* _TASK OBJECTIVE_: Every line from the one with "of the yellow" to the end of the data needs to be copied exactly, and no line before it.
┌─ ROWS
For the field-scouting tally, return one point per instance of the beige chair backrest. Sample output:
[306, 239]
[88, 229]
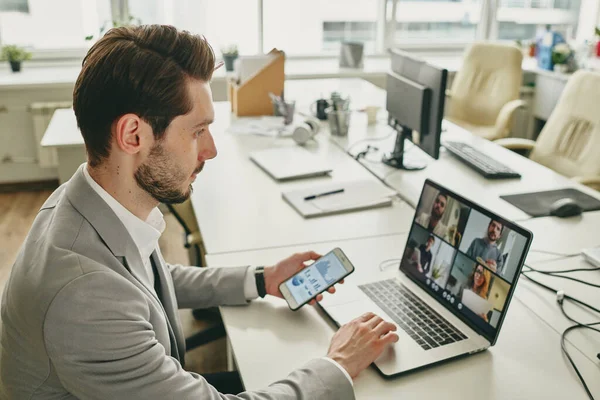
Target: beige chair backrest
[570, 140]
[490, 77]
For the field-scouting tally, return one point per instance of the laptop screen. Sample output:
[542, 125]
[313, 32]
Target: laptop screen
[465, 256]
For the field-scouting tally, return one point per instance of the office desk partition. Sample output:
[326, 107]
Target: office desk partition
[526, 362]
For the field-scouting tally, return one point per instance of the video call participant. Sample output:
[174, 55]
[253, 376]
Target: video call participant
[424, 263]
[479, 283]
[433, 221]
[487, 248]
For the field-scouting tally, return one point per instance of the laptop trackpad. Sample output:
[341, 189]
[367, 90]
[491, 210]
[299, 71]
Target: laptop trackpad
[344, 313]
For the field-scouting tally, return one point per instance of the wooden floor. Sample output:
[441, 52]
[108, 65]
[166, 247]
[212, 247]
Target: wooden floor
[17, 212]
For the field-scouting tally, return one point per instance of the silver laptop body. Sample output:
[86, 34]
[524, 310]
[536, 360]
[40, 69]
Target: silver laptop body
[424, 303]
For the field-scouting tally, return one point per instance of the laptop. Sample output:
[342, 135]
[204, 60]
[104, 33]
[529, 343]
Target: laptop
[445, 303]
[286, 163]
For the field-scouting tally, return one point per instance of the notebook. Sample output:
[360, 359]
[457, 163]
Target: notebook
[356, 195]
[290, 163]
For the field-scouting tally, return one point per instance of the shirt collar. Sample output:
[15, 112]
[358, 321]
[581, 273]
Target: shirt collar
[145, 234]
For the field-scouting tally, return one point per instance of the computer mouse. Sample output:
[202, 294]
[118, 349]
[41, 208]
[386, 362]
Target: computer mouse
[566, 207]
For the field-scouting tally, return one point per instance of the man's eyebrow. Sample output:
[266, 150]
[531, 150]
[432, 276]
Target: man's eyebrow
[207, 121]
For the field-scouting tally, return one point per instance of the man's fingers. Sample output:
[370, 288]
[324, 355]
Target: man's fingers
[390, 337]
[373, 322]
[366, 316]
[384, 327]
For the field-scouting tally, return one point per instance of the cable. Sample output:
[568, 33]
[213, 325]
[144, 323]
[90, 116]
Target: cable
[564, 271]
[552, 253]
[375, 139]
[560, 296]
[524, 273]
[563, 277]
[563, 337]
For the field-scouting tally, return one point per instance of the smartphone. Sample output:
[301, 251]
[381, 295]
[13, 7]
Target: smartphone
[316, 278]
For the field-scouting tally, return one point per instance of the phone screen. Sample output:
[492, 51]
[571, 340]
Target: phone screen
[315, 278]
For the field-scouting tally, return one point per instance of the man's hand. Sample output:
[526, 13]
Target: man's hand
[284, 269]
[358, 343]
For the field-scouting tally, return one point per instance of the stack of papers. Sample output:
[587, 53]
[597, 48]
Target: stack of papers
[356, 195]
[284, 163]
[262, 126]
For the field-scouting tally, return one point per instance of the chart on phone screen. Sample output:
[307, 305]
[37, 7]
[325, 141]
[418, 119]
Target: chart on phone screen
[315, 278]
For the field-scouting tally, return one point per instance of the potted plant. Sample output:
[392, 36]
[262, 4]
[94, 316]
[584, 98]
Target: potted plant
[230, 53]
[15, 56]
[561, 54]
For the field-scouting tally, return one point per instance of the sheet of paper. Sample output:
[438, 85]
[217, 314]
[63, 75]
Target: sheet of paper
[262, 126]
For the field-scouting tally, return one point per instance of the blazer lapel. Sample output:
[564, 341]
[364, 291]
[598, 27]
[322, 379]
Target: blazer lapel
[169, 302]
[114, 234]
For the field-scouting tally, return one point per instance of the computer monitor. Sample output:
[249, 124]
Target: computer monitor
[415, 102]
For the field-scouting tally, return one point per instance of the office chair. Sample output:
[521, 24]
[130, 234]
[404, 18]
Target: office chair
[192, 240]
[570, 141]
[485, 91]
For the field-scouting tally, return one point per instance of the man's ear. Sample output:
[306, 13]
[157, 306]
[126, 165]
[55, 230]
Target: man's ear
[130, 133]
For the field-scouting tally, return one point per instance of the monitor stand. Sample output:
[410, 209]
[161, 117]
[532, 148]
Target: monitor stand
[397, 159]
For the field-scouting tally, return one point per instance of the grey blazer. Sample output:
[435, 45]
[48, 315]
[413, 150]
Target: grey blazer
[78, 322]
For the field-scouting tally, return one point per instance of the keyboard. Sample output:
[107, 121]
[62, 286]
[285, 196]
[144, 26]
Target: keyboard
[480, 161]
[425, 326]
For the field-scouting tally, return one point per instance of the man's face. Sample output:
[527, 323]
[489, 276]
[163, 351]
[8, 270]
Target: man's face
[479, 278]
[429, 243]
[439, 206]
[494, 231]
[173, 162]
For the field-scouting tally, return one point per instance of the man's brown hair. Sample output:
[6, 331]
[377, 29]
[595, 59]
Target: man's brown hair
[140, 70]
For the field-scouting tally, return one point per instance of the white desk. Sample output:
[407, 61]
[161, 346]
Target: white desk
[63, 135]
[526, 362]
[565, 235]
[544, 304]
[448, 170]
[239, 207]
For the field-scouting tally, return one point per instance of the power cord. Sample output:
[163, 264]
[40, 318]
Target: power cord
[563, 337]
[560, 297]
[553, 253]
[555, 274]
[375, 139]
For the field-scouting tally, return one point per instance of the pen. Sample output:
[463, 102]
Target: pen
[314, 196]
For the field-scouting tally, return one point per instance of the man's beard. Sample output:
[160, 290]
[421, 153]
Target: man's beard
[161, 179]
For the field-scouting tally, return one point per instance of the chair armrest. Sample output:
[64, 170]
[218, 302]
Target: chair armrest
[505, 116]
[194, 238]
[589, 181]
[516, 143]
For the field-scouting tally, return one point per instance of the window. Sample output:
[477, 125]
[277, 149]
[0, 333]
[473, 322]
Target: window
[316, 26]
[223, 22]
[524, 19]
[436, 21]
[300, 27]
[54, 24]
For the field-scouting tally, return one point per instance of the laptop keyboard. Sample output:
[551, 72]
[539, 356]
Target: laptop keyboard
[417, 319]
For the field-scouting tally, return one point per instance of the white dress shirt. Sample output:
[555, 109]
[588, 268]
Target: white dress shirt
[145, 235]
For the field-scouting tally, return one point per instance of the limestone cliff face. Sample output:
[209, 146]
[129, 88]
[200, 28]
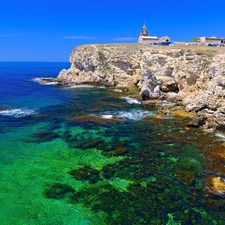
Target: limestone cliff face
[194, 78]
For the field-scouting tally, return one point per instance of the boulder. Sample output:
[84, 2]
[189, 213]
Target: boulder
[220, 129]
[197, 122]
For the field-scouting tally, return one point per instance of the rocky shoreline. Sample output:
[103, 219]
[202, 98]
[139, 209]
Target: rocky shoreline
[192, 78]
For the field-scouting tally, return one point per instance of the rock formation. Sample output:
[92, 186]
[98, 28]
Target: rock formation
[194, 78]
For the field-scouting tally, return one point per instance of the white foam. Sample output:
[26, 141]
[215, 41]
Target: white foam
[131, 100]
[107, 116]
[117, 90]
[18, 113]
[80, 86]
[40, 81]
[134, 114]
[166, 103]
[220, 136]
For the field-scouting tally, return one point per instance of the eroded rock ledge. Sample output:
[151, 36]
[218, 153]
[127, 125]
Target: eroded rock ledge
[194, 78]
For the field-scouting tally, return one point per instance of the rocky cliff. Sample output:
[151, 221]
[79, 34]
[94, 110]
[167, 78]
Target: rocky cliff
[192, 77]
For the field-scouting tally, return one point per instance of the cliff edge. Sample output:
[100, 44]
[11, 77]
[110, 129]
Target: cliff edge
[192, 77]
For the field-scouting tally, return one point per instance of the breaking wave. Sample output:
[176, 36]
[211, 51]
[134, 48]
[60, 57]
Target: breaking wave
[131, 100]
[40, 81]
[134, 114]
[130, 115]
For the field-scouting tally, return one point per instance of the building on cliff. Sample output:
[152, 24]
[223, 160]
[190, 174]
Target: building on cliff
[145, 38]
[212, 40]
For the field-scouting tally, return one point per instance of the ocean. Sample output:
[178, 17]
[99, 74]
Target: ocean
[81, 155]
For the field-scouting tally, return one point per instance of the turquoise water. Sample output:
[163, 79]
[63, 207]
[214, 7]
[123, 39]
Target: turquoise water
[90, 155]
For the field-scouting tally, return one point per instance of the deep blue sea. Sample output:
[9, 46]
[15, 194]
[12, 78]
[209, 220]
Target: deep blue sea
[81, 155]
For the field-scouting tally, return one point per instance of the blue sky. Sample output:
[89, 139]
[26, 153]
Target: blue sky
[47, 30]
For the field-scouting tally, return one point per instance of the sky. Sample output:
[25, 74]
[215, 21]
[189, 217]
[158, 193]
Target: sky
[47, 30]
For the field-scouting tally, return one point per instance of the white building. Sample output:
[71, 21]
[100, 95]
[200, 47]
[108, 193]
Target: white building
[144, 37]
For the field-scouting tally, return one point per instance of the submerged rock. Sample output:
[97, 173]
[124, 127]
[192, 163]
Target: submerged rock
[220, 129]
[197, 122]
[215, 185]
[57, 191]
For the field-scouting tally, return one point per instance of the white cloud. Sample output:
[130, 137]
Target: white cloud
[79, 37]
[125, 39]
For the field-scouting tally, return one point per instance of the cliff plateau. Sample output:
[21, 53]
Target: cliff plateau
[192, 77]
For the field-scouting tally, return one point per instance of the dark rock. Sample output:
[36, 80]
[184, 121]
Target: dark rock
[197, 122]
[220, 129]
[86, 173]
[145, 95]
[58, 191]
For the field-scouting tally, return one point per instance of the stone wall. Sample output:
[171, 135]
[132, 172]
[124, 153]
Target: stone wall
[194, 78]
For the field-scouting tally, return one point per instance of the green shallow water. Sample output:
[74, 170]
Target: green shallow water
[68, 165]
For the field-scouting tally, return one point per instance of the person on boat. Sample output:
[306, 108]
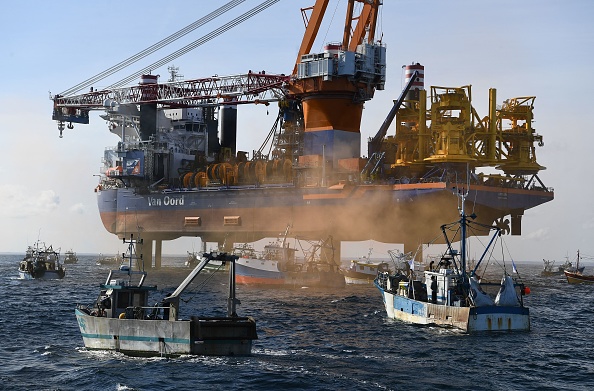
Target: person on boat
[433, 290]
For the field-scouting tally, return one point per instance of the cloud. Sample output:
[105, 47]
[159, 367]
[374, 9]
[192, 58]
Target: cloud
[78, 208]
[18, 201]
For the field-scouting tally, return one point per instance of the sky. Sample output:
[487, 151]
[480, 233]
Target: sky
[541, 48]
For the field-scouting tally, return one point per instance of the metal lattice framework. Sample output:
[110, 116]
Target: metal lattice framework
[210, 91]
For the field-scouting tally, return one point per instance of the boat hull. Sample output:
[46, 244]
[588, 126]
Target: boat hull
[467, 319]
[578, 278]
[349, 213]
[47, 275]
[200, 336]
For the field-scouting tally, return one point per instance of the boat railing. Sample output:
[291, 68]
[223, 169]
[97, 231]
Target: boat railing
[141, 312]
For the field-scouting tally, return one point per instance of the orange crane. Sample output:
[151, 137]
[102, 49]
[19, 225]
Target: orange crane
[333, 85]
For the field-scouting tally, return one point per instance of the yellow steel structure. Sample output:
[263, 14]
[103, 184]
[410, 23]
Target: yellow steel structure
[451, 132]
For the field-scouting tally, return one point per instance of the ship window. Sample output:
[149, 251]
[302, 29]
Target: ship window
[192, 221]
[232, 220]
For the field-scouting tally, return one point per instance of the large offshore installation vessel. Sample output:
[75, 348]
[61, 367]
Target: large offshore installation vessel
[177, 170]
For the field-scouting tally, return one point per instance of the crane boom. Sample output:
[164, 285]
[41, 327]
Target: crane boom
[211, 91]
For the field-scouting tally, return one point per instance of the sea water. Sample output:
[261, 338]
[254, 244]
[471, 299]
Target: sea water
[309, 339]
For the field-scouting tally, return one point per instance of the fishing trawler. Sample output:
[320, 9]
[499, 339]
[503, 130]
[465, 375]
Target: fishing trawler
[41, 262]
[451, 295]
[576, 275]
[122, 320]
[70, 257]
[277, 265]
[364, 270]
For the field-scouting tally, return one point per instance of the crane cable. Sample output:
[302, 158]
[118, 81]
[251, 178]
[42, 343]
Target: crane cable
└─
* _THE COMPLETED TASK_:
For the field-scouting tally, return one point per instance of the yellow steel structure. Sample output:
[263, 14]
[103, 184]
[410, 23]
Target: yellow steel structure
[451, 132]
For the field-scouting tally, return one point per instance of the ship window. Sample output:
[149, 251]
[302, 29]
Target: ship window
[192, 221]
[232, 220]
For the field-scouting tally, return one point per instance of the large offshore installation vessel. Sample output:
[75, 348]
[61, 367]
Target: large offshore installation vessel
[177, 170]
For the field-scouting tally, return one point per instance of the crane boom. Sample output:
[164, 285]
[41, 327]
Target: crane boom
[211, 91]
For the field-scouting tally, return one point per instance of the sea water. Sample output:
[261, 338]
[254, 244]
[471, 299]
Target: sea water
[309, 339]
For the field-scouting tally, return one point per instance of the fishing trawler. Sample output:
[320, 9]
[499, 339]
[503, 130]
[465, 375]
Target: fishing trawler
[41, 262]
[451, 295]
[576, 275]
[122, 320]
[70, 257]
[277, 265]
[364, 270]
For the field-scouting tally, return one point per instance of the crane cable. Sample output:
[302, 158]
[118, 81]
[251, 178]
[42, 343]
Target: crane cable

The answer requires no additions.